··· Quoted passage

How to Get Started with Microsoft Fabric
Last updated Apr 24, 2026

Microsoft Fabric is a unified analytics platform that consolidates data ingestion, storage, transformation, and reporting under a single Microsoft-hosted workspace. For teams already using Power BI or Microsoft 365, it replaces the need to manage Azure Data Factory, Azure Synapse Analytics, and Power BI as separate services. A 60-day free trial is available at app.fabric.microsoft.com. This guide covers how to activate a workspace, create a lakehouse, load data, and publish your first Power BI report.
What Microsoft Fabric Is
Microsoft launched Fabric in May 2023 and made it generally available in November 2023. By early 2026, more than 70 percent of Fortune 500 companies had at least one Fabric workload running in production, according to Microsoft FY2025 earnings disclosures. The platform runs on OneLake, a single logical storage layer shared across all services in a workspace.

······

▶ _Prompt A_: According to the Microsoft Fabric guide, why does Fabric spare Power BI or Microsoft 365 teams from managing Azure Data Factory, Azure Synapse Analytics, and Power BI as separate services?
▶ _Prompt B_: Extend the Microsoft Fabric guide, starting after its last sentence.

··· Data entries

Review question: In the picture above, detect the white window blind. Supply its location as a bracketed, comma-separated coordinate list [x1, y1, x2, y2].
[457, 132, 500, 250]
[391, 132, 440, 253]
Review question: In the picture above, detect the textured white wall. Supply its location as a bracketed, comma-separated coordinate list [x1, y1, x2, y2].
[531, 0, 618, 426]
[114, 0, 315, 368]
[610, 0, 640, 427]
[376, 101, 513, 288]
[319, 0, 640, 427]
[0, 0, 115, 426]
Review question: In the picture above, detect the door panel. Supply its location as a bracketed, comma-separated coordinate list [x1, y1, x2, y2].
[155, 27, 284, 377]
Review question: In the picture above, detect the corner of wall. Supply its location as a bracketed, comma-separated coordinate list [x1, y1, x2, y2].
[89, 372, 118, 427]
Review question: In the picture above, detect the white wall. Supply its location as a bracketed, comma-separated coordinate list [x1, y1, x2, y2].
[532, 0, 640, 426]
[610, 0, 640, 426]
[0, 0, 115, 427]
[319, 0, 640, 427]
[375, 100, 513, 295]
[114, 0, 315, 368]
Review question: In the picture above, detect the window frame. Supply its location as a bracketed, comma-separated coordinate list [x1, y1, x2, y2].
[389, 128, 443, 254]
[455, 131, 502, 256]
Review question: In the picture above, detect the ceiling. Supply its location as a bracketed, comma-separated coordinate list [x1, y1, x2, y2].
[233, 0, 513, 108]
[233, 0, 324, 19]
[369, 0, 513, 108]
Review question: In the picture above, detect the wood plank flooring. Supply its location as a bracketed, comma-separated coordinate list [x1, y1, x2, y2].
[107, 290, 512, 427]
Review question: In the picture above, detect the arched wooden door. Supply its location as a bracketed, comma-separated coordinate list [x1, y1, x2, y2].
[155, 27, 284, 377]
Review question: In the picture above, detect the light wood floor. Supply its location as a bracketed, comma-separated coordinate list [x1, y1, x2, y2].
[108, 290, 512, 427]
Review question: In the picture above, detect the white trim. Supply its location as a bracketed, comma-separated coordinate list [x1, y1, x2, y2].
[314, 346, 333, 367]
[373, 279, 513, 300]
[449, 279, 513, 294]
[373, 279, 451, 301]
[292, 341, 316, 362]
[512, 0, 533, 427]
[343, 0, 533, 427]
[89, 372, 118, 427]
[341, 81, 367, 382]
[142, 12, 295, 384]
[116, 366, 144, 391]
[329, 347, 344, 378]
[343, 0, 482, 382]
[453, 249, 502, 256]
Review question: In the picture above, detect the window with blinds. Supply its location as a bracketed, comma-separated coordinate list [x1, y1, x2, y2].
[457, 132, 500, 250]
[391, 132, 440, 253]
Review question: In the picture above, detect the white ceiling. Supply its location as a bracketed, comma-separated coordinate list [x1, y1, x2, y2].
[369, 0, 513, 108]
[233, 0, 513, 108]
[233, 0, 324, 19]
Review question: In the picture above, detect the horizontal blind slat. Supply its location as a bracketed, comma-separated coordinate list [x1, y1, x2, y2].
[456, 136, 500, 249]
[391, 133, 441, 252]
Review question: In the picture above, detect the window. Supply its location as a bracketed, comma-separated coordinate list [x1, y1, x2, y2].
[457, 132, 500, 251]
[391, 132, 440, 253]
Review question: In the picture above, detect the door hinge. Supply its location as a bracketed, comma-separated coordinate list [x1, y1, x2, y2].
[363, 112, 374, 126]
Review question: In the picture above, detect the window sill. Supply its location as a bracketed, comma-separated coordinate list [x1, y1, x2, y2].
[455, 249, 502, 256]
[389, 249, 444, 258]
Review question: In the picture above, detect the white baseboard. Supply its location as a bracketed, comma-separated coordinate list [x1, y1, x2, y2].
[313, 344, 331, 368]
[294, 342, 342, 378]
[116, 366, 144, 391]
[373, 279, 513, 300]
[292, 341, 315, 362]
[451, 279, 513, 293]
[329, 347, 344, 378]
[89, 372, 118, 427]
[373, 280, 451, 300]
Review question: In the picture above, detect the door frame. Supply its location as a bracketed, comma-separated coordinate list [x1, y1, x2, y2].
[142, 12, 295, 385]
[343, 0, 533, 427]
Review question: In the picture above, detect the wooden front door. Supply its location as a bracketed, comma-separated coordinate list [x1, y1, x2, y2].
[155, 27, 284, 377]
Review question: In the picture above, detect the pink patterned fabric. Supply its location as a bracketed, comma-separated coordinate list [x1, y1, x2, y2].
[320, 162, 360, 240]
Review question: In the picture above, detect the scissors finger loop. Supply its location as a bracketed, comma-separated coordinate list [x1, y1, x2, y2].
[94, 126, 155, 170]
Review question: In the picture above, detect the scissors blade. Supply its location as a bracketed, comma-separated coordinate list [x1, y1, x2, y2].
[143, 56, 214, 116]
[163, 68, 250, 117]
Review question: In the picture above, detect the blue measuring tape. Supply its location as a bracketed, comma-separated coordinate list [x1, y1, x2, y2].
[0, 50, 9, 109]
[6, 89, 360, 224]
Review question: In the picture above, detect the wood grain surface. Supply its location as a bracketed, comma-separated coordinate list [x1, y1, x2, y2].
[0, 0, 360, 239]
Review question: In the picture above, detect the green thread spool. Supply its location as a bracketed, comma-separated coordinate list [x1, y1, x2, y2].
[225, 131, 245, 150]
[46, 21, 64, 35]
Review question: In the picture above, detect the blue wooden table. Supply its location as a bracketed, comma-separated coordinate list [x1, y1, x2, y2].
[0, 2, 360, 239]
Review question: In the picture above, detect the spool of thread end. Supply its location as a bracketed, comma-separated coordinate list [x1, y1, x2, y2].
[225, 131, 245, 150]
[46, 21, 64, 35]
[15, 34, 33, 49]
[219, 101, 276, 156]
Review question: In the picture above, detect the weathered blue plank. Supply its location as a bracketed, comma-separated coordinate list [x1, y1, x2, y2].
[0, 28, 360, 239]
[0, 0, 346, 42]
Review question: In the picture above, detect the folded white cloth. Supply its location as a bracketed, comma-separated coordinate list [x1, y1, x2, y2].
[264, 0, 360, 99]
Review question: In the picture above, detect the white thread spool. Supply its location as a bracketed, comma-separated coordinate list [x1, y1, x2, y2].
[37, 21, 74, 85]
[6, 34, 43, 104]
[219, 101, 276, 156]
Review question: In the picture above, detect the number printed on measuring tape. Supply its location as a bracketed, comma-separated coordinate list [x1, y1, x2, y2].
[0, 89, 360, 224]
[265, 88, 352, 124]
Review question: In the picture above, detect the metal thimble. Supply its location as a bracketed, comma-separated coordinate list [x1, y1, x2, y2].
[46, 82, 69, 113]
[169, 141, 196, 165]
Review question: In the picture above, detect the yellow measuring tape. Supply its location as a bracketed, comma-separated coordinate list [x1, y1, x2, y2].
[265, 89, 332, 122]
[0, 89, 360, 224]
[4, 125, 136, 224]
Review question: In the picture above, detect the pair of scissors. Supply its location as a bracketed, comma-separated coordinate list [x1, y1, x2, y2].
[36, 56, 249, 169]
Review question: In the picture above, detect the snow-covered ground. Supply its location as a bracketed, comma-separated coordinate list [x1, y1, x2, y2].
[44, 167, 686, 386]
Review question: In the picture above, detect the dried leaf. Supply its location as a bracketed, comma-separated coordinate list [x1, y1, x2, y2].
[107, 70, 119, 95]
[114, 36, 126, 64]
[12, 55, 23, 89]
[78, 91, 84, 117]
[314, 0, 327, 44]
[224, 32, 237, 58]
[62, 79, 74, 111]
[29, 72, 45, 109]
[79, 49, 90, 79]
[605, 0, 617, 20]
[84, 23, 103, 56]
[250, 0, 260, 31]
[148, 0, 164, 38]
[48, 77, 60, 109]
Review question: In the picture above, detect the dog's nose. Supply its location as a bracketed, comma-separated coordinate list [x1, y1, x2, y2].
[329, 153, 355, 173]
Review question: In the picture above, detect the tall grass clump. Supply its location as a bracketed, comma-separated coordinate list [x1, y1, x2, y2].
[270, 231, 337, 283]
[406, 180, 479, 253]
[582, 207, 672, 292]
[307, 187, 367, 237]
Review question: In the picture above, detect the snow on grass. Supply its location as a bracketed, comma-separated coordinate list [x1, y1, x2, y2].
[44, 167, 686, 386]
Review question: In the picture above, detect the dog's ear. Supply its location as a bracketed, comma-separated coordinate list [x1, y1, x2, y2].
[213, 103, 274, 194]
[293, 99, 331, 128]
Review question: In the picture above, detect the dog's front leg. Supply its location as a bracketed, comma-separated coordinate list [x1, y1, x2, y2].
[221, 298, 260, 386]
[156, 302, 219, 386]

······

▶ _Expected answer A_: Fabric consolidates data ingestion, storage, transformation, and reporting under a single Microsoft-hosted workspace. Those functions no longer have to run as separate services.

▶ _Expected answer B_:
OneLake stores every table and file in open Delta Parquet format. Data written by a Fabric pipeline is immediately readable by Spark, DuckDB, Polars, or Databricks without any export step. The practical effect is that you can build a data warehouse inside Fabric while still querying it from an external Python environment or notebook tool.
Fabric bundles six product experiences under a single capacity license: Data Engineering for Spark notebooks and batch jobs, Data Factory for low-code data ingestion pipelines, Data Science for machine learning notebooks and model tracking, Data Warehouse for T-SQL warehousing over OneLake, Real-Time Intelligence for event streams and KQL databases, and Power BI for reporting. For most analysts and operations teams starting out, the relevant three are Data Factory, Lakehouse, and Power BI.
Starting Your Free Trial
Go to app.fabric.microsoft.com and sign in with a Microsoft 365 account. If your organization already holds a Power BI Pro or Premium Per User license, Fabric may already be available in your account. Otherwise, click the account icon in the top-right corner and select Start trial. The trial lasts 60 days and includes access to all Fabric workloads at no charge.
No Azure subscription is required. Fabric billing runs through Microsoft capacity units rather than Azure billing lines, which matters for organizations operating outside Azure. If your IT administrator has disabled self-service trials, sign-in returns an access error. The admin can re-enable trials at admin.microsoft.com under Purchase Services.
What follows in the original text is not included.